__Exercise aim__:
Please transcribe the data below exactly. Leave the pictures out.

__Data shown__:
■ ■ ■ ■

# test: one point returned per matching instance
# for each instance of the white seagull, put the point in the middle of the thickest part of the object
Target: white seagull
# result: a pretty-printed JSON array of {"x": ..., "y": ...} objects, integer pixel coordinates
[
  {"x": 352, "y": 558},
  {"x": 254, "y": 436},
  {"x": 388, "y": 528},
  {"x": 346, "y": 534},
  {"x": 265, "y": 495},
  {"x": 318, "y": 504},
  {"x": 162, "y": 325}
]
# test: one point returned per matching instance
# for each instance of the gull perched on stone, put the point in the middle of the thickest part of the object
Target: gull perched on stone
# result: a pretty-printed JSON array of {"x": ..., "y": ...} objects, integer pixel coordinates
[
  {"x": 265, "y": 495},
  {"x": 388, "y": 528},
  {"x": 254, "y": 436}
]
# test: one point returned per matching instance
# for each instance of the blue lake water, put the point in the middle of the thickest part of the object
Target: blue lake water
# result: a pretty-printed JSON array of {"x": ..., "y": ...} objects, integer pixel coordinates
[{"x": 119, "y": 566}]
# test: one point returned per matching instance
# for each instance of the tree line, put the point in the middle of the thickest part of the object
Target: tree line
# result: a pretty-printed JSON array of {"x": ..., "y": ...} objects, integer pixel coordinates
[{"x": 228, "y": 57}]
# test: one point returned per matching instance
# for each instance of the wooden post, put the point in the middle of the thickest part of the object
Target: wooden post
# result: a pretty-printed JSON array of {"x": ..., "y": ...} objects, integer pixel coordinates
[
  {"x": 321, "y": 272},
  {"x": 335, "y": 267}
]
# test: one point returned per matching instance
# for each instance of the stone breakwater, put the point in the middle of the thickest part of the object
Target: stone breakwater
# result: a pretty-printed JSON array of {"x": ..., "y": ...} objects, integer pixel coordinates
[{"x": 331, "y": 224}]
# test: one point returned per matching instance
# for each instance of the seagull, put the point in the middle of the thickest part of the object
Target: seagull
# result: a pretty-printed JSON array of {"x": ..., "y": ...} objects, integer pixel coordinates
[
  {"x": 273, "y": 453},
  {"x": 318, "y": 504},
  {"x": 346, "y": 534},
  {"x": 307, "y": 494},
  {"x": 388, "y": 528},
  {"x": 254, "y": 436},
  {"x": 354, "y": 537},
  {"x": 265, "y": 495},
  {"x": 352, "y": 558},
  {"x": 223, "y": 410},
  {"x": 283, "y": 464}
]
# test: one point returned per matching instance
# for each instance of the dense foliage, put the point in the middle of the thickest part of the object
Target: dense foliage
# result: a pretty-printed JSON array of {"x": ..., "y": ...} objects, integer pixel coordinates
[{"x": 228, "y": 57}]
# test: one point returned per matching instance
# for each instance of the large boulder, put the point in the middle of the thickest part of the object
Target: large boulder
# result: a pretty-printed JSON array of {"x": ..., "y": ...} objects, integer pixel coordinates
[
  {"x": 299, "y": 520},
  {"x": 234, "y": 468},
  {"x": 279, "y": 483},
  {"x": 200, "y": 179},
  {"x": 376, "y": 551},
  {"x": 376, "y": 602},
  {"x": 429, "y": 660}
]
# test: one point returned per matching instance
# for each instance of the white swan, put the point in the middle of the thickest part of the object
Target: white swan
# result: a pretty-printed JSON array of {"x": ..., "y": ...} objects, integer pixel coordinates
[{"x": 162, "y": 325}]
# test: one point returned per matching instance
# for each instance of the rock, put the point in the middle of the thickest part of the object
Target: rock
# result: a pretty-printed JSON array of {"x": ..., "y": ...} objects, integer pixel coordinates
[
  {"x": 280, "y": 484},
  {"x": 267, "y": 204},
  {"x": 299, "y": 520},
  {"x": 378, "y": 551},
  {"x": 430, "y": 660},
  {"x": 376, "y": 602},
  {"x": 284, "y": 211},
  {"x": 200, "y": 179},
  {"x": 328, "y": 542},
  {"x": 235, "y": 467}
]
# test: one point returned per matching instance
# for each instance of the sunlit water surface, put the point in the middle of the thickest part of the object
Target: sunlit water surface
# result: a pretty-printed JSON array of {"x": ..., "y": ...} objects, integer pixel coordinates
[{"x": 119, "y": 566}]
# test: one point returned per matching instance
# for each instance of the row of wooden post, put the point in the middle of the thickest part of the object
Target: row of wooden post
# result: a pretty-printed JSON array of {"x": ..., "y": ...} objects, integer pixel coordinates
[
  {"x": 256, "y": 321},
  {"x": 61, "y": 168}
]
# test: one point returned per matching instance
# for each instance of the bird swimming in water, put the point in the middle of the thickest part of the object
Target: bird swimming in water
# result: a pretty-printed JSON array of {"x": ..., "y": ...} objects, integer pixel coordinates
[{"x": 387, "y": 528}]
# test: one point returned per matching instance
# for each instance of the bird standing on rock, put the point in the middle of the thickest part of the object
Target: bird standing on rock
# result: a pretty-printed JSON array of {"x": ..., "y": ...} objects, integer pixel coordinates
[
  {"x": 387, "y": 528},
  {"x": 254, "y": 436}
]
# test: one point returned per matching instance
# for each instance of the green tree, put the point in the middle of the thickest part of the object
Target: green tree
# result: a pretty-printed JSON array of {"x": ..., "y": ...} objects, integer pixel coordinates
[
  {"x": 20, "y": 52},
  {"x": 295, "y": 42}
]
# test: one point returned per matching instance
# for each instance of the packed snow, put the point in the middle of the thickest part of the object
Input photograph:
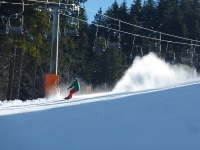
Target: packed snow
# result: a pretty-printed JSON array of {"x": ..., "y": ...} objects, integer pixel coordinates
[{"x": 154, "y": 106}]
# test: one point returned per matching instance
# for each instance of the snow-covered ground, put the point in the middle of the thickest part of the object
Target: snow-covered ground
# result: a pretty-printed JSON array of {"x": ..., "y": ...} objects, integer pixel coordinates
[{"x": 154, "y": 106}]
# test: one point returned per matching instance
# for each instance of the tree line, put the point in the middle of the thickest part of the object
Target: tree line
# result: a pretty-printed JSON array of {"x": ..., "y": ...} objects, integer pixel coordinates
[{"x": 25, "y": 57}]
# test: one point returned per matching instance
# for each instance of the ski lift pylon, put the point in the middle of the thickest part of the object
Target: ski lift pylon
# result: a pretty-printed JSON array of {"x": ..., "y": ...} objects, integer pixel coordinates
[
  {"x": 136, "y": 50},
  {"x": 99, "y": 43},
  {"x": 169, "y": 55},
  {"x": 114, "y": 38},
  {"x": 75, "y": 24}
]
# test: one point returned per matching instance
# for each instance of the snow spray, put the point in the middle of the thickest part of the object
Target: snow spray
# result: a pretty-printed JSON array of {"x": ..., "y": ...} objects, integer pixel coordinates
[{"x": 151, "y": 72}]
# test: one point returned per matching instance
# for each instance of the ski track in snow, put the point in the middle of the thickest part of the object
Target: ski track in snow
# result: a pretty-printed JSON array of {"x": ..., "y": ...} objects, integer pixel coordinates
[{"x": 18, "y": 106}]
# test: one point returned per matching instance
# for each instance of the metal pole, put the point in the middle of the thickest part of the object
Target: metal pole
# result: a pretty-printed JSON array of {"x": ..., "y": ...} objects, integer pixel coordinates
[{"x": 54, "y": 48}]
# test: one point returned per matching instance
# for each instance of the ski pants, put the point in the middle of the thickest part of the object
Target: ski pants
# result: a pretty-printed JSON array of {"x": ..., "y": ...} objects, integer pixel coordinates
[{"x": 72, "y": 91}]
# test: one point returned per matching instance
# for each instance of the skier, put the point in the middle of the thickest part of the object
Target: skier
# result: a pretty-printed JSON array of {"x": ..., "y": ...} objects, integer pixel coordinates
[{"x": 75, "y": 88}]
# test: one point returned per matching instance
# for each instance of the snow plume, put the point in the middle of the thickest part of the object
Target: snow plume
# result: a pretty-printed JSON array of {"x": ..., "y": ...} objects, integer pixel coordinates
[{"x": 151, "y": 72}]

■ ■ ■ ■

__Response to the exercise__:
# test: one point returned per matching instance
# for each instance of the white seagull, put the point in the middle of the thickest part of the object
Target: white seagull
# result: a pretty-printed JSON array of {"x": ..., "y": ...} objects, integer pixel coordinates
[
  {"x": 352, "y": 558},
  {"x": 254, "y": 436},
  {"x": 388, "y": 528},
  {"x": 346, "y": 534},
  {"x": 265, "y": 495},
  {"x": 318, "y": 504},
  {"x": 162, "y": 325}
]
# test: one point returned per matching instance
# for each instance of the gull perched on stone, put the point in the middle of the thickest part of the object
Target: gull perched on stone
# result: a pretty-printed JSON array of {"x": ..., "y": ...} objects, integer pixel coordinates
[
  {"x": 265, "y": 495},
  {"x": 388, "y": 528},
  {"x": 254, "y": 436}
]
# test: one point returned per matching instance
# for each instance of the blue lake water, put the point in the middle of the thickest part of the object
Target: blue lake water
# result: a pretty-printed JSON array of {"x": ..., "y": ...} objects, integer pixel coordinates
[{"x": 119, "y": 566}]
# test: one point returned per matching instance
# for each instance of the tree line, put the point in the middle of the thickest part of the object
Target: tree line
# result: a pretty-printed JSON array of {"x": ..., "y": ...} objects, integer pixel coordinates
[{"x": 228, "y": 57}]
# test: one point returned per matching instance
# for each instance of the wooden post, put the point in the middle of the thickest part of the object
Target: wooden post
# result: a pretty-printed JSON array of {"x": ..., "y": ...} objects, integer pixel coordinates
[
  {"x": 321, "y": 272},
  {"x": 335, "y": 267}
]
# test: one point returned per matching instance
# for each instance of the stone breakwater, put the point in the middle of the thickest part of the object
Target: stone breakwater
# result: a pretty-printed JSON array of {"x": ..., "y": ...} objects, integer pixel coordinates
[{"x": 331, "y": 224}]
# test: one point returned per matching instance
# for each instance of the seagull, put the point in the middle of the thickest part of the object
Target: seagull
# result: a pretty-printed JSON array of {"x": ..., "y": ...} objects, integer pixel coordinates
[
  {"x": 273, "y": 453},
  {"x": 318, "y": 504},
  {"x": 346, "y": 534},
  {"x": 307, "y": 494},
  {"x": 388, "y": 528},
  {"x": 254, "y": 436},
  {"x": 354, "y": 537},
  {"x": 265, "y": 495},
  {"x": 352, "y": 558},
  {"x": 223, "y": 410},
  {"x": 283, "y": 464}
]
# test: one point returned per matching instance
# for each instance of the dense foliage, put the point in the middle of the thickest part of the object
Target: dense foliage
# result: a pretty-printed JSON array of {"x": ..., "y": ...} objects, integer pixel coordinates
[{"x": 228, "y": 57}]
# test: one point returned per matching instance
# for each instance of the large boulder, put the point in the middle of the thickest part of the object
Target: large boulder
# result: a pretty-printed JSON array of {"x": ..., "y": ...} objects, integer pixel coordinates
[
  {"x": 299, "y": 520},
  {"x": 234, "y": 468},
  {"x": 279, "y": 483},
  {"x": 200, "y": 179},
  {"x": 376, "y": 551},
  {"x": 376, "y": 602},
  {"x": 429, "y": 660}
]
# test: one point returned per matching instance
# for each instance of the white swan, put the point in the middle of the thickest part of the object
Target: white swan
# result: a pretty-printed JSON array of {"x": ..., "y": ...} objects, integer pixel coordinates
[{"x": 162, "y": 325}]
# test: one point returned per matching instance
# for each instance of the rock, put the point in the middle of the thickest part of the object
Target: rock
# result: a pretty-printed JSON array of {"x": ..., "y": ...} objects, integer pixel coordinates
[
  {"x": 280, "y": 484},
  {"x": 267, "y": 204},
  {"x": 299, "y": 520},
  {"x": 378, "y": 551},
  {"x": 430, "y": 660},
  {"x": 376, "y": 602},
  {"x": 284, "y": 211},
  {"x": 200, "y": 179},
  {"x": 328, "y": 542},
  {"x": 235, "y": 467}
]
# test: one point returned per matching instance
# for each instance of the sunlit water surface, put the point in the middle of the thickest part of the object
Target: sunlit water surface
# result: a pretty-printed JSON array of {"x": ..., "y": ...} objects, integer pixel coordinates
[{"x": 119, "y": 566}]
# test: one point returned per matching instance
# for each instance of the row of wooden post, put the point in the middle of the thickest part of the object
Target: row of wooden post
# result: a pretty-printed JSON array of {"x": ..., "y": ...} objects, integer pixel coordinates
[
  {"x": 256, "y": 321},
  {"x": 61, "y": 168}
]
# test: one point returned per matching instance
# for each instance of the bird swimming in water, put the point in the middle of the thickest part of the object
Target: bird swimming in water
# result: a pretty-printed JSON array of {"x": ..., "y": ...} objects, integer pixel coordinates
[{"x": 387, "y": 528}]
# test: one point returned per matching instance
# for each instance of the bird standing on rock, put the point in the middle of the thickest part of the object
Target: bird standing on rock
# result: a pretty-printed JSON array of {"x": ..., "y": ...} objects, integer pixel coordinates
[
  {"x": 387, "y": 528},
  {"x": 254, "y": 436}
]
# test: one point returned per matching instance
# for each instance of the green tree, put the point in the middle of the thickest part of the object
Target: green tree
# result: a pretty-printed JSON array of {"x": ..., "y": ...} objects, integer pixel coordinates
[
  {"x": 20, "y": 52},
  {"x": 295, "y": 42}
]
# test: one point returned per matching instance
# for each instance of the packed snow, put the point in the middle of the thickest part of the object
Input photograph:
Target: packed snow
# result: a pretty-printed JSON array of {"x": ..., "y": ...} objects, integer pixel coordinates
[{"x": 154, "y": 106}]
# test: one point returned per matching instance
# for each instance of the snow-covered ground, put the point in the middle of the thickest part of the object
Target: snow-covered ground
# result: a pretty-printed JSON array of {"x": ..., "y": ...} objects, integer pixel coordinates
[{"x": 154, "y": 106}]
# test: one point returned per matching instance
# for each instance of the tree line, put the point in the middle of the thickest part of the object
Target: tree line
# result: a pretty-printed JSON array of {"x": ..., "y": ...} objects, integer pixel coordinates
[{"x": 25, "y": 57}]
# test: one point returned per matching instance
# for each instance of the ski lift pylon, put the point in the middle of the thickest part of the object
Target: ski lift pylon
# result: a pretty-printed JSON array of {"x": ..., "y": ...} objects, integer pixel coordinates
[
  {"x": 136, "y": 50},
  {"x": 99, "y": 43},
  {"x": 169, "y": 55},
  {"x": 114, "y": 38},
  {"x": 75, "y": 24}
]
# test: one point returned per matching instance
# for each instance of the snow spray, put the point in the middle of the thickest part of the object
Target: snow spray
# result: a pretty-printed JSON array of {"x": ..., "y": ...} objects, integer pixel coordinates
[{"x": 151, "y": 72}]
# test: one point returned per matching instance
# for each instance of the ski track in snow, put the point in the middle of the thickest part of the object
Target: ski track in snow
# result: a pretty-printed JSON array of {"x": ..., "y": ...} objects, integer pixel coordinates
[{"x": 18, "y": 106}]
# test: one point returned per matching instance
# for each instance of the metal pole, put the point in the middle of the thickest part of the object
Target: metal pole
# result: a pretty-printed JSON array of {"x": ..., "y": ...} objects, integer pixel coordinates
[{"x": 54, "y": 48}]
# test: one point returned per matching instance
# for each instance of the ski pants, put the point in the middle of the thickest part of the object
Target: ski pants
# result: a pretty-printed JSON array of {"x": ..., "y": ...} objects, integer pixel coordinates
[{"x": 72, "y": 91}]
# test: one point returned per matching instance
# for each instance of the skier, put the point in the middle of the thickest part of the object
Target: skier
# result: a pretty-printed JSON array of {"x": ..., "y": ...} objects, integer pixel coordinates
[{"x": 75, "y": 88}]
# test: one point returned per matching instance
# for each instance of the snow plume, put the point in the middle of the thickest part of the object
Target: snow plume
# result: a pretty-printed JSON array of {"x": ..., "y": ...} objects, integer pixel coordinates
[{"x": 151, "y": 72}]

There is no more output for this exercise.